**Data listing**.
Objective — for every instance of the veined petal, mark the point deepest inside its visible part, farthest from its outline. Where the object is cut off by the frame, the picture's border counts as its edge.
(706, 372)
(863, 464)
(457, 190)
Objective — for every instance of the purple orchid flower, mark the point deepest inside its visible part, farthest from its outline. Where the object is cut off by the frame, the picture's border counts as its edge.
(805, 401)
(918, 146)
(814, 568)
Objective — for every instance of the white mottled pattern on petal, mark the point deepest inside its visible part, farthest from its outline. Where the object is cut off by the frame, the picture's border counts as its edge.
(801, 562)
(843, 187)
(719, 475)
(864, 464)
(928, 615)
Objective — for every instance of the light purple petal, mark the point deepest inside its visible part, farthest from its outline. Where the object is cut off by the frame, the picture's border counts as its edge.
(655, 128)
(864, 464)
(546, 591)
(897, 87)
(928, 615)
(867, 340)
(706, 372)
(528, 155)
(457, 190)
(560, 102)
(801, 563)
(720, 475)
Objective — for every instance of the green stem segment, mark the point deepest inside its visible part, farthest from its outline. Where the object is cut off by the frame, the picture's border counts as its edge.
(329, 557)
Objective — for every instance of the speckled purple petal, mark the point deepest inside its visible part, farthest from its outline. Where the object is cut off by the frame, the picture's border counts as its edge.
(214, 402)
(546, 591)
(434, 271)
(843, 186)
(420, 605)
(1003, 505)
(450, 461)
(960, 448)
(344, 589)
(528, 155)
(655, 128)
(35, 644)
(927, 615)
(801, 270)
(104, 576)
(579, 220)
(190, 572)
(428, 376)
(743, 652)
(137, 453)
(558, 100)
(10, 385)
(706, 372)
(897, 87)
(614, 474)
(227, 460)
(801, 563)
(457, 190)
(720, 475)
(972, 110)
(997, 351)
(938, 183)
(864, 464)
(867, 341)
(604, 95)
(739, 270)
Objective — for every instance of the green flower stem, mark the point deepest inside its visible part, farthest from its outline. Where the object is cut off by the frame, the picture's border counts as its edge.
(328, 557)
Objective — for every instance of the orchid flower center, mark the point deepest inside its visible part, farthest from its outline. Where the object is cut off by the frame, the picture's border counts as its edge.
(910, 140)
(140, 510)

==

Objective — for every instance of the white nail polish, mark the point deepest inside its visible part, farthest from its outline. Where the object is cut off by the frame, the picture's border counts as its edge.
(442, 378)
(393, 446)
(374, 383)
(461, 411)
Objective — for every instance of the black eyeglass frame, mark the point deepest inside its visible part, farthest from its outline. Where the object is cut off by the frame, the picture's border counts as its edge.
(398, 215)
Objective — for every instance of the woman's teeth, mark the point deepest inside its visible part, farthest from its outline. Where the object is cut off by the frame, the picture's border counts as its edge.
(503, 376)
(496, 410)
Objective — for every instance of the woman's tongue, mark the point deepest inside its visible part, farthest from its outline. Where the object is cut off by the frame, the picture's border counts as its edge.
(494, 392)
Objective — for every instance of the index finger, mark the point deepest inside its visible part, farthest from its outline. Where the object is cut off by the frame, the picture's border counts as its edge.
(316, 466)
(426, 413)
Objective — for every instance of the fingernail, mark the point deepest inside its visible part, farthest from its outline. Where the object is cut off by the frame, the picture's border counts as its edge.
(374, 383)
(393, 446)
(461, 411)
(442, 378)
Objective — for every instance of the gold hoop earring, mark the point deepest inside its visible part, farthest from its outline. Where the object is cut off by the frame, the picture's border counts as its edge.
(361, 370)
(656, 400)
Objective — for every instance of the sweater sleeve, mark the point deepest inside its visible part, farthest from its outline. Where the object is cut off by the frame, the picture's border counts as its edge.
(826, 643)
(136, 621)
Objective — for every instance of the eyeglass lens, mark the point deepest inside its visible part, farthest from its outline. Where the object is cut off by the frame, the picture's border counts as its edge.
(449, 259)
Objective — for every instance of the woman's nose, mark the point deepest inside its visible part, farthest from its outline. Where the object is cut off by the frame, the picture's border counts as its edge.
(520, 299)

**Description of the task**. Count the lines in the listing above that contain the word "white", treating uppercase and lowercase letters as different. Reply with only the number.

**Reply**. 2